A block of data
## start

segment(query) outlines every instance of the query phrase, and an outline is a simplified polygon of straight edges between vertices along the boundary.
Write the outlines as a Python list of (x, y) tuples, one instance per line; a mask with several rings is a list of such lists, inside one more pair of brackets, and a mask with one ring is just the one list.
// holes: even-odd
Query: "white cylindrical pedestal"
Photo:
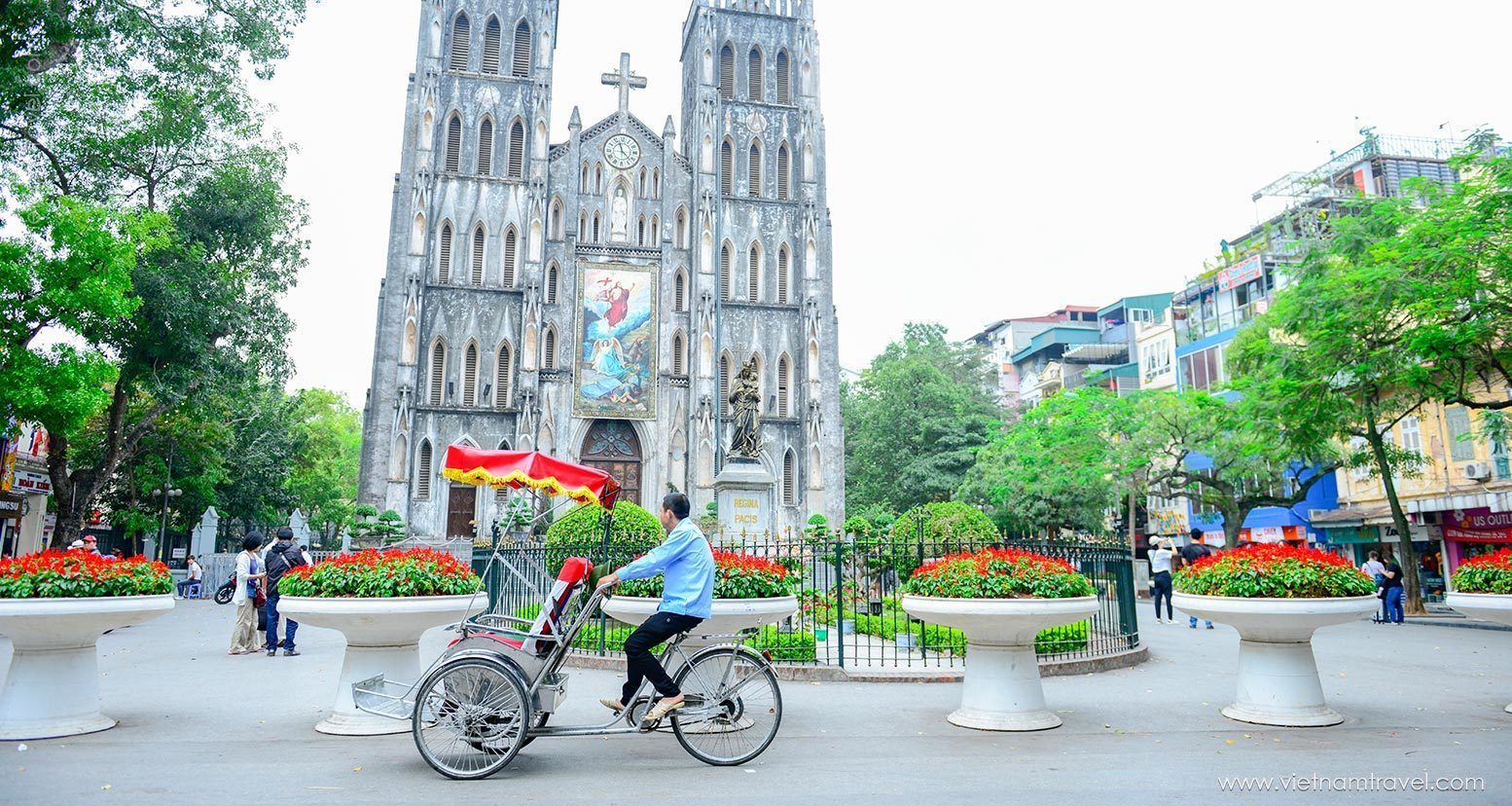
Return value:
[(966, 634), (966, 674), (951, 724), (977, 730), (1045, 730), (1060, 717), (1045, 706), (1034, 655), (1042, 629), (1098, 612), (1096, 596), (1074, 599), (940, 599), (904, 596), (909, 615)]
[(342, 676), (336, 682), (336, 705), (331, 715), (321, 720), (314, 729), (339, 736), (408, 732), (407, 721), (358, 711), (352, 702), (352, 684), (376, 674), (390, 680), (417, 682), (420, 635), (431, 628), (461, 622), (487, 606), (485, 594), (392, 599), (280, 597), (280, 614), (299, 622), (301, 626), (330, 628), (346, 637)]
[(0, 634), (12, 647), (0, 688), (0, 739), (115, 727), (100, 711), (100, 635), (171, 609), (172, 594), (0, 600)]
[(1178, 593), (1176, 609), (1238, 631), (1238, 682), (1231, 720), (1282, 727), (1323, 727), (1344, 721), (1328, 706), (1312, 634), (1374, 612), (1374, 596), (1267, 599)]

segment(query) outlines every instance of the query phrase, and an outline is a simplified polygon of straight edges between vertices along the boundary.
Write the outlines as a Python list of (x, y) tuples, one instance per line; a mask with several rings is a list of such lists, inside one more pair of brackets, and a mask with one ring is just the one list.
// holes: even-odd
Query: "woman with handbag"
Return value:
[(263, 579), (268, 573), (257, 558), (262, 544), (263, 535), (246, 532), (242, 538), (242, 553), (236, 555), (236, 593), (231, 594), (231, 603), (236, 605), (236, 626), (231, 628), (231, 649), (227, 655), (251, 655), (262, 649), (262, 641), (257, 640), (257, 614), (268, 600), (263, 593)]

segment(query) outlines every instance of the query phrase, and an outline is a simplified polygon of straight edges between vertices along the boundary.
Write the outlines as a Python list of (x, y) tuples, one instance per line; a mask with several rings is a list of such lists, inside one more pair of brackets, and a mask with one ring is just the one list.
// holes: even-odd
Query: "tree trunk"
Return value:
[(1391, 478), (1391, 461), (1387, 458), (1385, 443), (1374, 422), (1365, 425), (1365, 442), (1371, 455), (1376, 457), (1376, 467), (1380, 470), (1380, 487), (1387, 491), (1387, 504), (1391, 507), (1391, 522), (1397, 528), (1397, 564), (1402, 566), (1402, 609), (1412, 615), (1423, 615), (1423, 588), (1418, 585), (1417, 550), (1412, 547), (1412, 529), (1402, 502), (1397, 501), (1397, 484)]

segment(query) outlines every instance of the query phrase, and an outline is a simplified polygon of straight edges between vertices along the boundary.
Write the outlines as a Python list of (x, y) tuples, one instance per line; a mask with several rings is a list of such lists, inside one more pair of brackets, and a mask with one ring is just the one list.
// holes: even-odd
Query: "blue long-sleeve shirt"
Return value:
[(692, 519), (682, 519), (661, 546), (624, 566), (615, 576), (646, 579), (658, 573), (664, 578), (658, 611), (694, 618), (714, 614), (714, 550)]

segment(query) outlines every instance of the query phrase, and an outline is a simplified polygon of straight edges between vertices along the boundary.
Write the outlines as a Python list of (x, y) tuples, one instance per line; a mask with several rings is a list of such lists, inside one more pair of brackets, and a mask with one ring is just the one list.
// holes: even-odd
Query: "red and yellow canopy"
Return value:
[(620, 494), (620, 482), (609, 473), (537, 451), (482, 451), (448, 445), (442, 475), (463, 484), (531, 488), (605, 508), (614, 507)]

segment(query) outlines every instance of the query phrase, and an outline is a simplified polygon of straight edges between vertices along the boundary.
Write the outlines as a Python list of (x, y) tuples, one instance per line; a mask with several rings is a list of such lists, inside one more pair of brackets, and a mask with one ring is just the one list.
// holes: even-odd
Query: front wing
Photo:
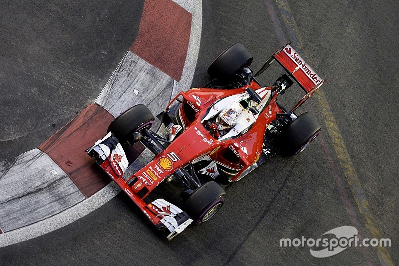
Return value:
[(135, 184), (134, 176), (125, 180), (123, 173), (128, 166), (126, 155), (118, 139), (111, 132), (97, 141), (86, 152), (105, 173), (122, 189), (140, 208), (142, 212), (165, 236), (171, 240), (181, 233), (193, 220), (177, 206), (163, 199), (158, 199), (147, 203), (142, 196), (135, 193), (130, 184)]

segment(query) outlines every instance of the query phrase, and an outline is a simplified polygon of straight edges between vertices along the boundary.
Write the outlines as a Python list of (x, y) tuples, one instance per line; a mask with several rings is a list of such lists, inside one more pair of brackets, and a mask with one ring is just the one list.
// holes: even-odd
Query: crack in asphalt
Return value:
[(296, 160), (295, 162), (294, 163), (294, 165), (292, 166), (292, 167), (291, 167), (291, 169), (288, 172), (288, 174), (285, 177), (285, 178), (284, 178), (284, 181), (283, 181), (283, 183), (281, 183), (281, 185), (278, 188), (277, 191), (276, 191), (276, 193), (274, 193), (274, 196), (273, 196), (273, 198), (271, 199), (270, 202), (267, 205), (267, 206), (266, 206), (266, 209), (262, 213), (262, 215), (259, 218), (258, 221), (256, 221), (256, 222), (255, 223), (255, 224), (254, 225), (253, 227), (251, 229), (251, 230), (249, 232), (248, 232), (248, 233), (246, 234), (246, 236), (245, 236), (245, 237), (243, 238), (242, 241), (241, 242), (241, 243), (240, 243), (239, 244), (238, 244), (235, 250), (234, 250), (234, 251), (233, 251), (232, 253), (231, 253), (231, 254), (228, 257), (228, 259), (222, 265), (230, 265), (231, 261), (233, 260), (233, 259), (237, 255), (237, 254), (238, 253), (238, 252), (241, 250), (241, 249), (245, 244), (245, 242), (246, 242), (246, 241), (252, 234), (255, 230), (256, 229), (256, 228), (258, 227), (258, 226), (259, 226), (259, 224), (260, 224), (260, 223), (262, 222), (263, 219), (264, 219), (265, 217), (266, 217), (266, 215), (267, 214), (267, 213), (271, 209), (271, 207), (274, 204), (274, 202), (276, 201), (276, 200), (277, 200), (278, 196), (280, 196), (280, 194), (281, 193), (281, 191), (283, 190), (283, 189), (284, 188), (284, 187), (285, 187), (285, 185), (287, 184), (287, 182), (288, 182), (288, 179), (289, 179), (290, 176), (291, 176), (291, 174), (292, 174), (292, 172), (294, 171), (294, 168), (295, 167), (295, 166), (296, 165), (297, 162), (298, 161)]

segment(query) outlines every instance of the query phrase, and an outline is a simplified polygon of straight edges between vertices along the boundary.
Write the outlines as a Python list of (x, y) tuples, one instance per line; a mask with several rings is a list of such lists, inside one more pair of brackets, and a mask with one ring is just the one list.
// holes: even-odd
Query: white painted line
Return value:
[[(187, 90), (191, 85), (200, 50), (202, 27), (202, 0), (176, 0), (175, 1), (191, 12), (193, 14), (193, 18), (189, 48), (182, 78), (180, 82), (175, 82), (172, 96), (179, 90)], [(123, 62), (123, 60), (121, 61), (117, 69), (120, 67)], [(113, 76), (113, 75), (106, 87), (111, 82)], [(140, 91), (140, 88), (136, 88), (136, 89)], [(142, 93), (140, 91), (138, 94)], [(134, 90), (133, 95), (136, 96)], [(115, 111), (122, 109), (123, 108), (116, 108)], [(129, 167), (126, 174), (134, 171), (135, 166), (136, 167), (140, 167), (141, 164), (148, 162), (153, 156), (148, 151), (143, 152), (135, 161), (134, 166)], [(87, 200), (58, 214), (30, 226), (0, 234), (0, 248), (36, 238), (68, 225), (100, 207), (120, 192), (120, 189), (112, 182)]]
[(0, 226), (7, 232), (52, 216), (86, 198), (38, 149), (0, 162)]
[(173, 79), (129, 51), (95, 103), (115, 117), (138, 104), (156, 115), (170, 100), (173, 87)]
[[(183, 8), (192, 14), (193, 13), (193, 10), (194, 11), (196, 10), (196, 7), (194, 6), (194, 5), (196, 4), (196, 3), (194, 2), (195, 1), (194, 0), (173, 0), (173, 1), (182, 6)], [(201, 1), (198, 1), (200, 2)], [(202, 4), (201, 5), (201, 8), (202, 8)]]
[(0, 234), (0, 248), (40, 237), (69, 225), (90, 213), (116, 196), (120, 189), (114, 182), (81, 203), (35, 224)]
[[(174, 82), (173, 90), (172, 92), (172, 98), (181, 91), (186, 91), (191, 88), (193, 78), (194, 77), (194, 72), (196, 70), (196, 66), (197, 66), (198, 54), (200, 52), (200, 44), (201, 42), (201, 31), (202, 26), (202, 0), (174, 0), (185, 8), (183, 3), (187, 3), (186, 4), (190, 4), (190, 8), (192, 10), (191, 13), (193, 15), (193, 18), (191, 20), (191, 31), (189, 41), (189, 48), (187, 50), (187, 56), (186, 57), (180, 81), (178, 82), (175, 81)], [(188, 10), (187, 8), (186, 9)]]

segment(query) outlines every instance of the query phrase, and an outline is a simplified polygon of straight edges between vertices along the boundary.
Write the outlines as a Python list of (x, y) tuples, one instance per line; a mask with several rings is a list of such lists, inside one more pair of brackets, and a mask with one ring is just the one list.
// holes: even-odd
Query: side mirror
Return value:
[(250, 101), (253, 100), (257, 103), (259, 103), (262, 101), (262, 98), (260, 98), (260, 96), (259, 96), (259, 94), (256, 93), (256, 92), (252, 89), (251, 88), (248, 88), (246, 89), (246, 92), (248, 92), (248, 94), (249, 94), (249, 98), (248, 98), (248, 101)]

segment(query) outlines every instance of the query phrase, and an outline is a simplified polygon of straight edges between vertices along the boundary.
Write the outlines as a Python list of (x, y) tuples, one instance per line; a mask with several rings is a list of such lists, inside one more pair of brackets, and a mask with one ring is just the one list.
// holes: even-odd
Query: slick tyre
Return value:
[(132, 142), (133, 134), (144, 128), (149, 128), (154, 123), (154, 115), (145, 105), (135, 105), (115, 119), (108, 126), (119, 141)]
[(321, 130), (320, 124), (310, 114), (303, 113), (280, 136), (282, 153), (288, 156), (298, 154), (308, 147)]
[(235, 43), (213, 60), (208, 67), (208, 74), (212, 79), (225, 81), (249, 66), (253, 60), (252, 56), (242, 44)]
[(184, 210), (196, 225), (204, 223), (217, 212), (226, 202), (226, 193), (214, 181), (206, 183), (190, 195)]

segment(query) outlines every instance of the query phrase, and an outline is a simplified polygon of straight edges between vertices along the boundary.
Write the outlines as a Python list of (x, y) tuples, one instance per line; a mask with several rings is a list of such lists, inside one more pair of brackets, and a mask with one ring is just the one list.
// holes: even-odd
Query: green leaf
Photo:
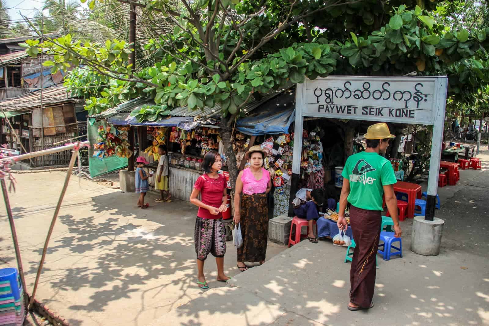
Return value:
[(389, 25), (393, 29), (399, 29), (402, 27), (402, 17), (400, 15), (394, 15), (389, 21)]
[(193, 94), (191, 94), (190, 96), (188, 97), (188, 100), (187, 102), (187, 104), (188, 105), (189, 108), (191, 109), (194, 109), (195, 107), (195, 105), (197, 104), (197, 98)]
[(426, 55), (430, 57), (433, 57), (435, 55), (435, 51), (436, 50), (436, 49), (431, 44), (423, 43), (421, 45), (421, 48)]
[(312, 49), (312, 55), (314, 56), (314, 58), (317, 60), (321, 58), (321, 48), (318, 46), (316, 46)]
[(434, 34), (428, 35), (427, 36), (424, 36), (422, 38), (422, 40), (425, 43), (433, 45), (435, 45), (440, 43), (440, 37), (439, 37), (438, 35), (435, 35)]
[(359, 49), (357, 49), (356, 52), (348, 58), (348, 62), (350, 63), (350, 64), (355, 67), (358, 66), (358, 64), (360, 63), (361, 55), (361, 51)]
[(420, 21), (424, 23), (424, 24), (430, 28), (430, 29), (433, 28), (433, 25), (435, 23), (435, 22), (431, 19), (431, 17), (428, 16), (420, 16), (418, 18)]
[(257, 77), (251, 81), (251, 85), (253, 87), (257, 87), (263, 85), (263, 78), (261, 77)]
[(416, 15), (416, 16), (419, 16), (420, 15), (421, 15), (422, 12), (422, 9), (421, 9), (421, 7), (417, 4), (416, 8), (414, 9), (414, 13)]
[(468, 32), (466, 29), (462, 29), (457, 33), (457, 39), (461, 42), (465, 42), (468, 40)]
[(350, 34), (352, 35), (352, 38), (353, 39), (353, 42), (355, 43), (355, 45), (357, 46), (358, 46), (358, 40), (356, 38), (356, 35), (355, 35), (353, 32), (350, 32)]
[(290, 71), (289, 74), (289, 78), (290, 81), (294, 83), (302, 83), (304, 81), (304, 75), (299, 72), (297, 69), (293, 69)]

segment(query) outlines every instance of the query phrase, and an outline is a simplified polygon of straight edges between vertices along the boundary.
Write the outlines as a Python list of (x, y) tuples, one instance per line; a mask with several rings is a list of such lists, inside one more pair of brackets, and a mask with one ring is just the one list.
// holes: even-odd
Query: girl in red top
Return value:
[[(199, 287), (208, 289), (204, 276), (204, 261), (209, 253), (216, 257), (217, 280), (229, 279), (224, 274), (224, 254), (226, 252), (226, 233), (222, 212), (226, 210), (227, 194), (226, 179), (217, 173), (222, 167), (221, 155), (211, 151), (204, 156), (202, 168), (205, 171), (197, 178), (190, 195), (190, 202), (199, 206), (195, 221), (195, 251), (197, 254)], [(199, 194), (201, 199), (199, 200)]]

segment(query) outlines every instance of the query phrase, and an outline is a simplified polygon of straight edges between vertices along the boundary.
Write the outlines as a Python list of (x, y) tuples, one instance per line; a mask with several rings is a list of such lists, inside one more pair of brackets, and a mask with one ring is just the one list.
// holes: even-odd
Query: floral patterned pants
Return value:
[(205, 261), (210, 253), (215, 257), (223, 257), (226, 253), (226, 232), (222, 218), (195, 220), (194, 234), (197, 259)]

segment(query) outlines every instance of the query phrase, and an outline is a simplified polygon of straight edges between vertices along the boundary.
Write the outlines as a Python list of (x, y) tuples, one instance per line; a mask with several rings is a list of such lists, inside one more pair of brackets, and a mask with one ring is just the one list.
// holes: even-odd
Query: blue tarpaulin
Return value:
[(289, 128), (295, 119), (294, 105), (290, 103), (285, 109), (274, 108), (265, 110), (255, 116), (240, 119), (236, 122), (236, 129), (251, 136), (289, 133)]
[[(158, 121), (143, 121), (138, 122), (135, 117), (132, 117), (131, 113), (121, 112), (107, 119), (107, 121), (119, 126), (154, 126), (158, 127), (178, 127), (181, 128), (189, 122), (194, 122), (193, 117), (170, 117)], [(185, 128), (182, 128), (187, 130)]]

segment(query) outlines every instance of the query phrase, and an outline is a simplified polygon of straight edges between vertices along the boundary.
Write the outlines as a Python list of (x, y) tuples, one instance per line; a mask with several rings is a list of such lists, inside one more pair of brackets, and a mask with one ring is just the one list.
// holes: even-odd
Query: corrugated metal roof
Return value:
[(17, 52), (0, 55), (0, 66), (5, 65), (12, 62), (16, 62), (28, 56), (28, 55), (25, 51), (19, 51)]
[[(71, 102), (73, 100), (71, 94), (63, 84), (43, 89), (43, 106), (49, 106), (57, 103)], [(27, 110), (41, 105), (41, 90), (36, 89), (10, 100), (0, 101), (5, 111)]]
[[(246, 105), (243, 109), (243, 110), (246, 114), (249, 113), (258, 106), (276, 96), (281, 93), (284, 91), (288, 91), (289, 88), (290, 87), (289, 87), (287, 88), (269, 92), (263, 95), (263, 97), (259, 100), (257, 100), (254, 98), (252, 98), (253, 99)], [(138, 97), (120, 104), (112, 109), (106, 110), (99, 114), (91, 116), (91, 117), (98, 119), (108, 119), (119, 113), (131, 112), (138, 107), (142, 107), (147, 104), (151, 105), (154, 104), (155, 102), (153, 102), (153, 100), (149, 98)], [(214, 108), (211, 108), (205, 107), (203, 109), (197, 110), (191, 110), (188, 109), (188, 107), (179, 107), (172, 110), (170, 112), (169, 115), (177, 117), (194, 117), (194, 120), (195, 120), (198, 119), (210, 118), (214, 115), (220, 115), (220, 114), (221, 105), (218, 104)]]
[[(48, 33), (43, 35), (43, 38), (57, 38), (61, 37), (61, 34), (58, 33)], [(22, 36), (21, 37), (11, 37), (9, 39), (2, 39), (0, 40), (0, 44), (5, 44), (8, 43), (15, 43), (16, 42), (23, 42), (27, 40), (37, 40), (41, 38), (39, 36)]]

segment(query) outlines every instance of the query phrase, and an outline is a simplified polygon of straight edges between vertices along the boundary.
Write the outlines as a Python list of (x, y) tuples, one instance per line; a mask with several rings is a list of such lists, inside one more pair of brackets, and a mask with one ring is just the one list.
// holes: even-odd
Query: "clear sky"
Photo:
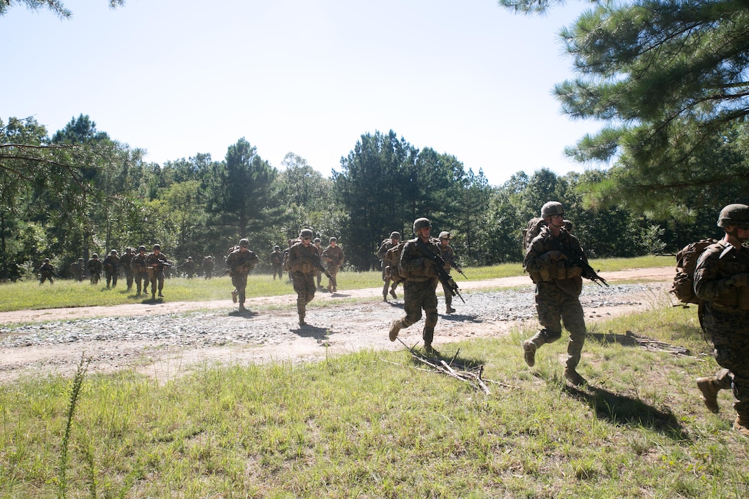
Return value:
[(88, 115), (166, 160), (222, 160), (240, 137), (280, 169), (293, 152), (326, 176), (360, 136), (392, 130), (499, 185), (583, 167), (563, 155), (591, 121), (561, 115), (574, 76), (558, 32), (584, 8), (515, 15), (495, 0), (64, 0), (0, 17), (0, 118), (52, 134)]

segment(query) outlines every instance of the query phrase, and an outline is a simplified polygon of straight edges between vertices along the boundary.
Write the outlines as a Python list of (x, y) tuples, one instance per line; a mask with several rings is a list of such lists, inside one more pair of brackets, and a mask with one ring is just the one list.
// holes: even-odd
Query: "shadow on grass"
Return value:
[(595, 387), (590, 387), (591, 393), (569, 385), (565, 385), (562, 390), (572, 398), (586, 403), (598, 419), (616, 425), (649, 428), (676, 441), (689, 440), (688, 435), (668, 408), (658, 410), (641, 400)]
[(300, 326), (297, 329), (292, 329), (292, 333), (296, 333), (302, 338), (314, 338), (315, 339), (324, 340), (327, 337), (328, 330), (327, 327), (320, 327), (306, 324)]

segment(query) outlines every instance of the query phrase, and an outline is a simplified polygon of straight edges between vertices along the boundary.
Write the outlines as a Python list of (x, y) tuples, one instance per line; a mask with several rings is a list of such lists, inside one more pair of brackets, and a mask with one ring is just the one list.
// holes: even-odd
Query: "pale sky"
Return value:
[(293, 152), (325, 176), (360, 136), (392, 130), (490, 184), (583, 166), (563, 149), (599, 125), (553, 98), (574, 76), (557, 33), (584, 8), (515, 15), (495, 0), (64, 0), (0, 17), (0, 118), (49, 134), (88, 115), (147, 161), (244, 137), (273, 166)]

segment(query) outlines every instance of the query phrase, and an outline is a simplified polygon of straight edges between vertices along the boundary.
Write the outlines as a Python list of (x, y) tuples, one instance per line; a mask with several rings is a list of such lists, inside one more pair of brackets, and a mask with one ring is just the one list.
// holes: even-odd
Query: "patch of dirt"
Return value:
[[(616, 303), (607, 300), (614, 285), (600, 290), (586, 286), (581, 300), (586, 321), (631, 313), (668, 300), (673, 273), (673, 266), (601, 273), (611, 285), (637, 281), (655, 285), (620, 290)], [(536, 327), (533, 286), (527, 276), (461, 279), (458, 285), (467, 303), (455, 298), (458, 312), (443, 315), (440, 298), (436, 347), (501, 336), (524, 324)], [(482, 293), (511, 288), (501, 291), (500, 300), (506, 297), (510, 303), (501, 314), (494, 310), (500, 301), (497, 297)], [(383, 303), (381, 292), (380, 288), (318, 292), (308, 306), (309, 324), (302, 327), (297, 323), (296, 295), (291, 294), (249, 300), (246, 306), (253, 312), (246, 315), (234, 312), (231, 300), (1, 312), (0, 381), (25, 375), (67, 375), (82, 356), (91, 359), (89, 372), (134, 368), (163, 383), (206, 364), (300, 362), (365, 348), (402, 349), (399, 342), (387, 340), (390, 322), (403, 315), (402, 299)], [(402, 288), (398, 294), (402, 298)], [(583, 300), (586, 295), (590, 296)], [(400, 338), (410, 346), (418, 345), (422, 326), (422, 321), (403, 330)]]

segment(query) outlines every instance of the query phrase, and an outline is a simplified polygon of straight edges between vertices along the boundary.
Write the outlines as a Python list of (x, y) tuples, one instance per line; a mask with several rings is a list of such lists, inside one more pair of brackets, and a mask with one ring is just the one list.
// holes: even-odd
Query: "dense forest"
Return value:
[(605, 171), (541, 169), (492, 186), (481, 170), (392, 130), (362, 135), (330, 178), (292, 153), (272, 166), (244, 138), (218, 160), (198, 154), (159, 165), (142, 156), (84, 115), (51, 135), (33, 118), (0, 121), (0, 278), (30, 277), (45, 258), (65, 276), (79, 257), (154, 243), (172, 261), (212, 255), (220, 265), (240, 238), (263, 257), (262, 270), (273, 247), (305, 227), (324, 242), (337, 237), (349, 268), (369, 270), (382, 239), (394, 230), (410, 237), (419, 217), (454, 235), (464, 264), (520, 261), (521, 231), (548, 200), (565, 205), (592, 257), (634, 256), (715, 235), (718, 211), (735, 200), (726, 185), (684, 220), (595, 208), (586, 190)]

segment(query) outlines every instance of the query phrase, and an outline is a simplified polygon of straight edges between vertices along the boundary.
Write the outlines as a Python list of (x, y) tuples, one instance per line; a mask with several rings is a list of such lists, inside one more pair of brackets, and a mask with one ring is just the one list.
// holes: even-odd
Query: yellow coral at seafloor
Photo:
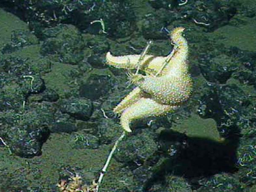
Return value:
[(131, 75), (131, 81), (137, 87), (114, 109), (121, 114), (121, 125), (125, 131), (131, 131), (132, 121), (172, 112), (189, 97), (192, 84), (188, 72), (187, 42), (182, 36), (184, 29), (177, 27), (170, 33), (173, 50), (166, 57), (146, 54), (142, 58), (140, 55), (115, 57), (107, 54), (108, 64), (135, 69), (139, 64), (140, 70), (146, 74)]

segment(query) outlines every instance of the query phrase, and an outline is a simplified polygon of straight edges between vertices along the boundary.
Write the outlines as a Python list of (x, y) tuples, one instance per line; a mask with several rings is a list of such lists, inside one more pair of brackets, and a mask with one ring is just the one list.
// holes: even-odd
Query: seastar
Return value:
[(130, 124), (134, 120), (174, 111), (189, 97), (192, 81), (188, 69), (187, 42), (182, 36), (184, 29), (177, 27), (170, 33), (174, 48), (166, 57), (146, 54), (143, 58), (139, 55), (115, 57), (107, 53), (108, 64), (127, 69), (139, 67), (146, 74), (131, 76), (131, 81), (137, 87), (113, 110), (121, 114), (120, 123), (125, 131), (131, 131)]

## end

**WORK TO BE COMPLETED:**
Rewrite the data from its start through the line containing "596), (909, 615)]" as a JSON list of strings with one string per line. Leave out blank lines and the pictures.

**WRITTEN REPLY:**
[
  "segment(query) outlines every instance of the query phrase, and an outline is a simplified polygon of straight edges between vertices along the boundary.",
  "Write the outlines as a Python list of (x, y) tuples, one instance per line; a mask with several rings is a list of such lists, inside one more pair of brackets, and a mask with one ring is just the one list.",
  "// holes: even-odd",
  "Query: \"white cylindrical pedestal\"",
  "Photo:",
  "Return value:",
  "[(966, 634), (966, 674), (951, 724), (977, 730), (1045, 730), (1060, 717), (1045, 706), (1034, 655), (1042, 629), (1098, 612), (1096, 596), (1074, 599), (940, 599), (904, 596), (909, 615)]"
]